### Job
Convert the material below into a JSON list of strings, one string per line, with blank lines omitted. Leave the pictures out.

* begin Data in this exercise *

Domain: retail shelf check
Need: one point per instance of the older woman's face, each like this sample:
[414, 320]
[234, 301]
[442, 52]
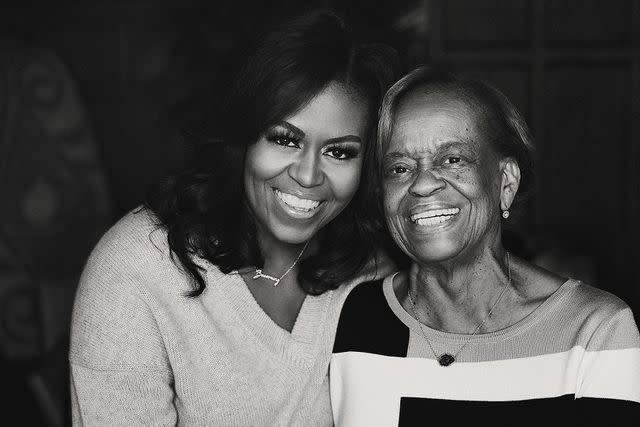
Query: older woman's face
[302, 172]
[441, 179]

* end Data in this exercise *

### Response to this exercise
[
  "Domain: retail shelf check",
  "Need: one point per instance of the older woman's face, each like this sample:",
  "[414, 320]",
  "[234, 301]",
  "[442, 52]",
  "Query: older woman's face",
  "[302, 172]",
  "[441, 179]"
]